_YOUR OBJECTIVE:_ Reproduce the data below verbatim, starting at the line containing "query | antenna" and ending at the final line of the data, with both of those lines included. Leave the pictures out of your answer.

_SUPPLIED RECORDS:_
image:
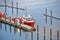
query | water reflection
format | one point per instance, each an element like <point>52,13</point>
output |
<point>5,27</point>
<point>0,25</point>
<point>15,32</point>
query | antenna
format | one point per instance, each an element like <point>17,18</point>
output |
<point>25,10</point>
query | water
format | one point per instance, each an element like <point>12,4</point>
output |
<point>13,33</point>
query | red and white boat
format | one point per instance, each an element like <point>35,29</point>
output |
<point>25,19</point>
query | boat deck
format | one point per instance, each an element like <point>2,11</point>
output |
<point>21,26</point>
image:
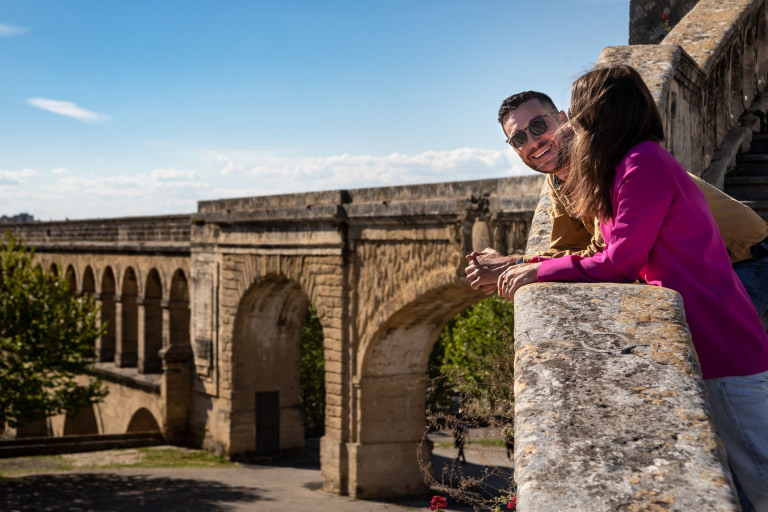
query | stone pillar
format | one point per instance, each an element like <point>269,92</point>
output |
<point>119,359</point>
<point>165,306</point>
<point>176,391</point>
<point>141,343</point>
<point>98,349</point>
<point>387,469</point>
<point>610,410</point>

_ANSWER TO THIS EXERCISE:_
query | antenna
format | one point per instance, each an element like <point>17,18</point>
output |
<point>25,10</point>
query | water
format | one point per instance, each an element like <point>12,4</point>
output |
<point>13,33</point>
query | red and white boat
format | one point per instance, each an element like <point>35,29</point>
output |
<point>25,19</point>
query | boat deck
format | one point per instance, each an element like <point>2,11</point>
output |
<point>21,26</point>
image:
query | stone pillar
format | one point per instance, each an element like <point>269,92</point>
output |
<point>119,359</point>
<point>165,306</point>
<point>176,391</point>
<point>141,343</point>
<point>98,349</point>
<point>387,469</point>
<point>610,410</point>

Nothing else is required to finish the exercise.